* PROVIDED TEXT
((
If you’re a consumer that pays attention to packaging labels and advertising promotions, you’ll have no doubt seen the term BPA-free on several occasions in the last few years. This is particularly true on food and drinks packaging and containers. Naturally, then, you’ll be very interested to know what BPA is, how it can affect you, and why companies are so eager to celebrate the fact that their products do not contain it.
Here’s everything you need to know before making more calculated consumer decisions for your family.
What Is BPA?
BPA, which is short for Bisphenol A, is an organic synthetic chemical compound with the formula (CH₃)₂C(C₆H₄OH)₂. It is a chemical that has been used heavily in plastics production since the 1960s and commonly found in polycarbonate plastics and epoxy resins.
The BPA chemical has frequently been used in the manufacturing of food storage containers and water bottles. The chemical is still present in many products to this day. As research has increased our understanding of materials and their effects, it has been shown that BPA can be quite dangerous.
What Are The Effects Caused By BPA?
While there are no major concerns about simply coming into contact with plastics containing the chemical, BPA toxic effects can occur when the chemical compound seeps into the food or drink, essentially contaminating it without your knowledge.
))
* RECORD EXCERPTS
((
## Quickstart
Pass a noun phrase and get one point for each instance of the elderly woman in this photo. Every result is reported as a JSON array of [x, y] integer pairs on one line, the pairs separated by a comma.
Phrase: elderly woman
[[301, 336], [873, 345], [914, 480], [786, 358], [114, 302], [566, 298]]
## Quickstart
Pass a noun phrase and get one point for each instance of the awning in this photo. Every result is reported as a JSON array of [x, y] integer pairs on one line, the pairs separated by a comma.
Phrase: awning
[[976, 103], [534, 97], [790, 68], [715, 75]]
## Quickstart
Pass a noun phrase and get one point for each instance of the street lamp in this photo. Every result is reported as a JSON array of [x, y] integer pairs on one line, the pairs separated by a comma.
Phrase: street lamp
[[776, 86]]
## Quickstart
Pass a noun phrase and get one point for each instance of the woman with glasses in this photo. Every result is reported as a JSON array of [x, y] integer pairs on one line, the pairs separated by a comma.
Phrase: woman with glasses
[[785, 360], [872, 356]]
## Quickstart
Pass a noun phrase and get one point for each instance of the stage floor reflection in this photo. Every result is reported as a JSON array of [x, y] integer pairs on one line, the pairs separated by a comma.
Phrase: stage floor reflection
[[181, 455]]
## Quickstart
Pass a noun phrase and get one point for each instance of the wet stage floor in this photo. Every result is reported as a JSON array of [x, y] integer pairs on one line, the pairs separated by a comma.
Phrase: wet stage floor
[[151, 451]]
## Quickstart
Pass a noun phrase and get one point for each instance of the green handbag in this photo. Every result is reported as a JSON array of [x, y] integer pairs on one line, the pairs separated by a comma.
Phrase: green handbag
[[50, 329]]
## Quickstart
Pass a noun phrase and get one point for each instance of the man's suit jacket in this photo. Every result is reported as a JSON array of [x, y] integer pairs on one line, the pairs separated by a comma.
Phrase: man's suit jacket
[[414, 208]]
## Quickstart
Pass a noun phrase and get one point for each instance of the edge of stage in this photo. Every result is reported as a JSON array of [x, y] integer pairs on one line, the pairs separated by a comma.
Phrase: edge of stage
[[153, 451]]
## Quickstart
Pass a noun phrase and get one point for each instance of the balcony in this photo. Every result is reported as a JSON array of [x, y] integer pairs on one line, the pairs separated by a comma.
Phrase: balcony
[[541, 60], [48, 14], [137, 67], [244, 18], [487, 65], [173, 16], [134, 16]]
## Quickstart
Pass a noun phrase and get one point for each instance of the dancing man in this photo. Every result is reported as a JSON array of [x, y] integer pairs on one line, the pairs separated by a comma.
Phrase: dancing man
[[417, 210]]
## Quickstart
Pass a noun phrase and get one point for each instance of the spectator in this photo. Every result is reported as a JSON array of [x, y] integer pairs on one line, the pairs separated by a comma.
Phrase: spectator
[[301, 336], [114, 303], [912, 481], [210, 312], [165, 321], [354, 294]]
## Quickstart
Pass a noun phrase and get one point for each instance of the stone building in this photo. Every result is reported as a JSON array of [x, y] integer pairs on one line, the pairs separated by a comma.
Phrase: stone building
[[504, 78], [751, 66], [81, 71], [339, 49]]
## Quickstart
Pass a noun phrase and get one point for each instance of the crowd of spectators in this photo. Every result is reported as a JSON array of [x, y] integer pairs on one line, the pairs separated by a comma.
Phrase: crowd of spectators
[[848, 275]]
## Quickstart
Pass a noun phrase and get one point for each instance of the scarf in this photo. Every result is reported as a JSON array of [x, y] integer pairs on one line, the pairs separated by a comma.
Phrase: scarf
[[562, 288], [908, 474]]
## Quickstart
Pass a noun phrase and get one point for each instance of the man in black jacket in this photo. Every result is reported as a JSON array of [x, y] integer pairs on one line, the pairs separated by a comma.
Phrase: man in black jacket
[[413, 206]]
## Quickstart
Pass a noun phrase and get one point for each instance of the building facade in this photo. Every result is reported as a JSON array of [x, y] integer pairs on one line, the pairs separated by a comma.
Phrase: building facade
))
* EXERCISE BRIEF
In the text on BPA, since when has the chemical been used heavily in plastics production?

* ANSWER TO THIS EXERCISE
Since the 1960s.